====== Supplied data
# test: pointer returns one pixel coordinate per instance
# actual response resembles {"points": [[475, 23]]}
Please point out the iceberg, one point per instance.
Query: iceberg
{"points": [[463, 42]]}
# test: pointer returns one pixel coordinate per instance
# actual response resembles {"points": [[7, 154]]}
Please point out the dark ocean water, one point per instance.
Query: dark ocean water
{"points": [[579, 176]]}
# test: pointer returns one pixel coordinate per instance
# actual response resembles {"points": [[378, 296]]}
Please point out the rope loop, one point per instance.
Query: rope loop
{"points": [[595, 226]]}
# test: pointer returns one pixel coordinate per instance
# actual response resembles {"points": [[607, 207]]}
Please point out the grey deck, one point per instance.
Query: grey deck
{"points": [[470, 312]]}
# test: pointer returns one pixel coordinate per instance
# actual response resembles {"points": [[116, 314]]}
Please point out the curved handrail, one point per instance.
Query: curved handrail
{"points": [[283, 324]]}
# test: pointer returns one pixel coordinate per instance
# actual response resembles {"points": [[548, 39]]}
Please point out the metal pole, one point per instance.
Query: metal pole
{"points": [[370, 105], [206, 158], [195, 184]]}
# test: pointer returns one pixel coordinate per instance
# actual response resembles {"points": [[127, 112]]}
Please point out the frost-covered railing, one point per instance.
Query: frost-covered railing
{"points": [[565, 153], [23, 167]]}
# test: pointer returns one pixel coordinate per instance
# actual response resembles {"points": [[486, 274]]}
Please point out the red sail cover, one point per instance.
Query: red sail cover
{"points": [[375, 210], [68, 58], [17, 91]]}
============
====== Supplied data
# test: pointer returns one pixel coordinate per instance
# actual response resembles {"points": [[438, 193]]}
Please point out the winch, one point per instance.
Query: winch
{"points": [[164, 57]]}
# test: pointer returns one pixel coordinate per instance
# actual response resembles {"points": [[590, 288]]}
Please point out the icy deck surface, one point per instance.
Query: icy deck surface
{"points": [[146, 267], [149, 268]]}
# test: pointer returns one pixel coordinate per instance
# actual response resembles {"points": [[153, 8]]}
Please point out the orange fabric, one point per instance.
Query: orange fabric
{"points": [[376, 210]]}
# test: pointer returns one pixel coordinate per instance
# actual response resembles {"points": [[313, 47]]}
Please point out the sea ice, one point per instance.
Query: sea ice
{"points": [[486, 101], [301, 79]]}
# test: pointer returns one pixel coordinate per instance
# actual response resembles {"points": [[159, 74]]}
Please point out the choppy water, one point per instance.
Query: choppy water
============
Direction:
Return every line of the records that contains the word "sail", copying each one unchanged.

Response to the task:
Please point out the red sail cover, one point per instance.
Query: red sail cover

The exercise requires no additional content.